** Work instructions **
Output each entry that follows exactly. Images stay out.

· · · · ·

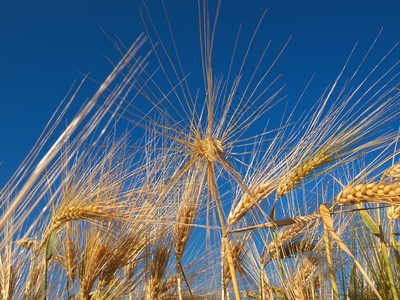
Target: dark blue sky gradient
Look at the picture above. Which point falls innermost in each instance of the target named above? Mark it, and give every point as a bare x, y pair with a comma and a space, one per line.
45, 44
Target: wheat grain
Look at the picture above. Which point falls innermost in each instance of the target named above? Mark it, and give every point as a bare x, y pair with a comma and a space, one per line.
370, 193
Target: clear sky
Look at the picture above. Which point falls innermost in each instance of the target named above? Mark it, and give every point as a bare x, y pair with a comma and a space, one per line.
45, 44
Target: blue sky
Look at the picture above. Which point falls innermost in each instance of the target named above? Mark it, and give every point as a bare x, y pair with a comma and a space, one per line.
45, 44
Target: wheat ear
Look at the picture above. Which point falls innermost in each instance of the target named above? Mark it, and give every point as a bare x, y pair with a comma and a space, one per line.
370, 193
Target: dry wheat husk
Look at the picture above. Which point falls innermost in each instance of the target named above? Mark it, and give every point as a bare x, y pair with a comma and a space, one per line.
370, 193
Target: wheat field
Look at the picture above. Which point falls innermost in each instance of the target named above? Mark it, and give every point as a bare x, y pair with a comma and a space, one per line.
199, 197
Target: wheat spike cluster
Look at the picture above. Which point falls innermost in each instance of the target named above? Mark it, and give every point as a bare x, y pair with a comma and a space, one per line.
164, 187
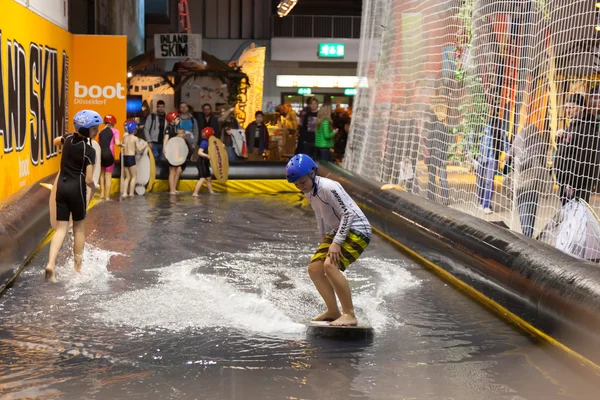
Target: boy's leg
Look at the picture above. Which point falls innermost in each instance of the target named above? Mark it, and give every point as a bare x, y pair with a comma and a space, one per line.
55, 245
125, 182
172, 172
78, 243
340, 285
102, 184
133, 177
316, 271
177, 176
107, 183
198, 186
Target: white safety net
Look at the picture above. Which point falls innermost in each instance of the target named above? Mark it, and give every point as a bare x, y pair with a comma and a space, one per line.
486, 106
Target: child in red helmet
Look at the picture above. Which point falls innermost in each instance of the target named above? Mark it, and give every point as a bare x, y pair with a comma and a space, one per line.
204, 162
108, 138
171, 131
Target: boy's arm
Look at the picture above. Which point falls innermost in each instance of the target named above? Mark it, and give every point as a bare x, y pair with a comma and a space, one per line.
321, 227
201, 153
341, 203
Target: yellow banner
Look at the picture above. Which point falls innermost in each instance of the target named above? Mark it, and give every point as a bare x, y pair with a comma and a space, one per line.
99, 71
34, 84
252, 63
42, 85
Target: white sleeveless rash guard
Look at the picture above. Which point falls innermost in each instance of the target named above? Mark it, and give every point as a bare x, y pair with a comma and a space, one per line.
336, 212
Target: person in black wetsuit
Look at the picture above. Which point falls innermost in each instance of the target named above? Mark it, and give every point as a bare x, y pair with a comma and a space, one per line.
76, 171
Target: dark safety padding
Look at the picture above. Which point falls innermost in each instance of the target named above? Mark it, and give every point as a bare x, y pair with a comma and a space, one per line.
554, 292
25, 220
244, 170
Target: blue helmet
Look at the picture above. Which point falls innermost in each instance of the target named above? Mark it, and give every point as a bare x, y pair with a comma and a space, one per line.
131, 126
86, 119
298, 166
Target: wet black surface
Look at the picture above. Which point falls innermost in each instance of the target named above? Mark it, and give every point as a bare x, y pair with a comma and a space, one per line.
185, 298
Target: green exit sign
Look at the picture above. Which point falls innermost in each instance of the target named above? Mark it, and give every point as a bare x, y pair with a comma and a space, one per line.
332, 50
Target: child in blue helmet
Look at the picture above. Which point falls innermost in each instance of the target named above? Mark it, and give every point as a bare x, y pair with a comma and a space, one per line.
131, 144
345, 234
76, 171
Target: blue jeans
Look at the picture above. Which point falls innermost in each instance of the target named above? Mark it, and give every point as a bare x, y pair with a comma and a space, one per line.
157, 150
232, 155
485, 182
323, 154
527, 207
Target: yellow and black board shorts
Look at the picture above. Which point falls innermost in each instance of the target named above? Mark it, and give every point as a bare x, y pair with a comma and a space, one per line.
354, 245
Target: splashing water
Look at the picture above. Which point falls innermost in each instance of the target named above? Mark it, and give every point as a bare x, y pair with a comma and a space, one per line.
264, 291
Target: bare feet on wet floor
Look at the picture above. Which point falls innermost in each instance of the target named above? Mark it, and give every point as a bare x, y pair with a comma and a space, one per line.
77, 263
345, 320
327, 316
50, 276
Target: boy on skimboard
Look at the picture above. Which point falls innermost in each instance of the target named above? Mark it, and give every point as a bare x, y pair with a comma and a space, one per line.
76, 171
345, 234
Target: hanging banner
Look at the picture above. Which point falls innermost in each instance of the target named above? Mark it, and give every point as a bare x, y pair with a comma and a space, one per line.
34, 86
252, 63
100, 80
178, 45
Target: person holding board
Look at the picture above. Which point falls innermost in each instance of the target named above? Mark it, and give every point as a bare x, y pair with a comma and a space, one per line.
345, 234
76, 171
204, 162
131, 144
108, 138
171, 131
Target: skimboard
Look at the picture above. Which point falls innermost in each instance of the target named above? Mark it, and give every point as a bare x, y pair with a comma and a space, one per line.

· · · · ·

** Complete output **
Target: dark blue sky gradient
Look at the picture above. Which point falls innermost in each instance of the target named above? Mark it, and give every point as a bare x, y pair with a comma and a space, one per line.
45, 44
Target: wheat grain
Look at the picture above. Which point falls innermost in each instance of the target named above? Mark it, and give every point as a bare x, y pair with a comma and a space, one per line.
370, 193
Target: clear sky
Look at the picture above. Which point falls innermost in each instance of the target named above? Mark it, and give every point as a bare x, y pair with a comma and a space, one per line.
45, 44
Target: blue sky
Look at the picture above. Which point falls innermost in each instance of the target named above? Mark it, and give every point as a bare x, y pair with a comma and a space, one per line.
45, 44
Target: wheat ear
Look at the picture above. Which point falls innermost in each instance of the target named above? Mark it, and give every point as a bare x, y pair with a comma and a space, one per line.
370, 193
Target: dry wheat husk
Look at the picture above. Which point falls innermost in each instance of the target named above? Mark it, and give every point as a bare x, y pair with a comma and a space, one per line.
370, 193
Target: wheat field
Look at the picture above. Which point falls innermost in each instance of the target named above? Mark it, and give every point as a bare x, y pair with a comma and a space, one per line.
199, 197
Target: wheat spike cluster
Look at the picture above. Which point falls innermost in each instance of the target named above? Mark it, and give every point as a bare x, y pair with a comma and a space, one per line.
164, 187
Target: boy's leg
Look at the picture above. Which point falls innermost in each instance of the target named above? Mark it, and give every point as a bare x, y pair with a comma and a space, one per line.
55, 245
125, 182
172, 172
78, 243
340, 285
102, 184
133, 177
316, 271
177, 176
107, 183
198, 186
Target: white safety net
Look at the picture above. Which point falls innermost in each instance of the target named above? Mark it, and give every point as a bare x, y pair with a comma and a space, one per line.
486, 106
Target: child in red helmet
Look at the picture above. Which point falls innermost in each instance of the target named above? Mark it, and give every point as a bare x, y pair with a comma and a space, one per line.
204, 162
108, 138
171, 131
Target: boy's arm
Look at the picture above. Which point falls innermost in each instance of the target named above? Mark it, and give every point as a bare x, y pair with a comma and a space, one per line.
321, 227
201, 153
341, 203
Target: yellow banner
Look at the picture above. Which point falls innermost in each instance of the target named above? Mark it, and give every point as a bare x, y pair with a comma and a space, one per line.
99, 71
34, 84
252, 63
42, 85
Target: white sleeveless rash guard
Look at the picture above. Which point falls innermost in each instance of the target named above? Mark it, and give every point as a bare x, y pair with a comma and a space, one per line.
336, 212
Target: person in black wetsuit
Look at the picture above. Which point falls innermost in each instance of the target named above? Mark it, and give every point as a bare x, y pair with a comma and a space, one per line.
76, 171
Target: dark safety padding
Look at the picture above. Which point falls innermost in each instance of the target named above? Mark it, and give every point as a bare x, y pair with a comma and a space, one per line.
554, 292
25, 220
244, 170
Target: blue helmet
Look at the picture above. Which point falls innermost in each instance of the target named above? Mark it, and give every point as a bare x, y pair with a comma and a space, one per line.
131, 126
86, 119
298, 166
Target: wet black surface
Look at the picture above. Which point falls innermost in each instance of the target named above? Mark it, and give every point as a bare x, y pair with a comma and a space, one per line.
185, 298
Target: green exit sign
Look at the picture above. Which point falls innermost in each instance of the target named above? Mark it, and give every point as a bare x, y pair with a comma and a space, one per line.
332, 50
Target: child in blue helmet
Look at the picture above. Which point falls innermost in each instance of the target named above? Mark it, and give every point as a bare x, y pair with a comma and a space, one per line.
131, 144
345, 234
76, 171
Target: blue jeans
Look at the picture above. Which point falls innermost in each instance of the target named above? Mark it, and give every point as a bare x, y pair with a comma and a space, one per line.
157, 150
232, 155
485, 182
323, 154
527, 207
Target: yellow and black board shorts
Look at the picture above. Which point falls innermost in each instance of the target named above? Mark it, and give every point as a bare x, y pair with a comma and a space, one per line.
354, 245
Target: splashing water
Look at the picture above. Which point falls innermost in each instance of the target named above? Mark it, and give every point as a bare x, y pair with a comma and a space, one per line.
264, 291
Target: bare feet on wet floor
Look at the picture above. Which point falls innermost in each instance of the target named above? Mark it, and give every point as a bare x, y pair with a comma and a space, one per line.
77, 263
345, 320
327, 316
50, 276
Target: boy on skimboard
Look at the picture above. Which point falls innermost in each instance of the target named above? Mark it, and give every point as a bare x, y pair with a comma and a space, one per line.
76, 171
345, 234
Target: hanging banner
Look at the picture above. Which point falls innermost in each instance of the target named above? Mark it, and give every point as a bare x, y pair with a comma and a space, one per line.
34, 86
252, 63
100, 80
178, 45
Target: person holding board
Look at the picture above. Which point falls innermost in each instance of the target named above? Mark it, and give every point as a bare x, y pair with a comma and a space, one per line.
345, 234
76, 171
204, 162
131, 144
108, 138
171, 131
Target: skimboard
Look at the picture above. Which point falls innermost in each instance of the target named above? Mark it, and give every point as a bare x, y pair with a comma and a space, one per line.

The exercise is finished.